**EXERCISE DIRECTIONS**
Copy every item below word for word, leaving out the pictures.
-------- DATASET CONTENT --------
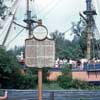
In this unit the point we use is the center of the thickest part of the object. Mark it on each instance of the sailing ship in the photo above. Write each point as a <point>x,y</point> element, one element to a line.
<point>90,72</point>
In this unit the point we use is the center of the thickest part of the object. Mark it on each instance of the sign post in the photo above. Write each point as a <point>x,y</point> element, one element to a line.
<point>39,83</point>
<point>39,51</point>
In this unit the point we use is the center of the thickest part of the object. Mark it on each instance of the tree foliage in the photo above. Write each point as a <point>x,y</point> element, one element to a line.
<point>10,73</point>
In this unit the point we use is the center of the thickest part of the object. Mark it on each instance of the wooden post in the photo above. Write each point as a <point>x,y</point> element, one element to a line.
<point>52,96</point>
<point>39,83</point>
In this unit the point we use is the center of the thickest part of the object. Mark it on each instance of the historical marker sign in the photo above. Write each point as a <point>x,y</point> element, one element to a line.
<point>39,53</point>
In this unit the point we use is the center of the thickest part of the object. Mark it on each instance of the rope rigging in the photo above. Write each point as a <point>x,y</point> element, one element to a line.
<point>15,37</point>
--------
**WRITTEN ANSWER**
In this unit the point we use is the center of the thickest part of the object. Mark it on each instance of the sailing ship in the photo above. Write each point as a <point>x,y</point> element, one element to a line.
<point>90,72</point>
In this unit the point we use is the center of the thickest part of the object. Mark it on each instance of the sign post in the photo above. Write each point as a <point>x,y</point> element, one element to a line.
<point>39,83</point>
<point>39,51</point>
In this unit the point we use is the center of the thickest part of the object. Mark it on each instance of the tree foliage in the photo above. Write each point as a <point>x,y</point> element, one element to a line.
<point>10,73</point>
In this unit the point we use is the center of the thickest part of the object. Mark it on each instance of the wooden post in the photo above. Write each point as a <point>x,y</point> element, one element to a line.
<point>52,96</point>
<point>39,83</point>
In this unit the point we use is the center of the thickest part of the object. Mark it on each instance of the historical marker sign in the photo above. Write each point as a <point>x,y</point> element, one element to a line.
<point>39,53</point>
In this unit the point we use is the center of the thickest part of the object. Mark it on each instance of the rope rigging in the photo above. Write each point as a <point>x,y</point> element, one element to a line.
<point>15,37</point>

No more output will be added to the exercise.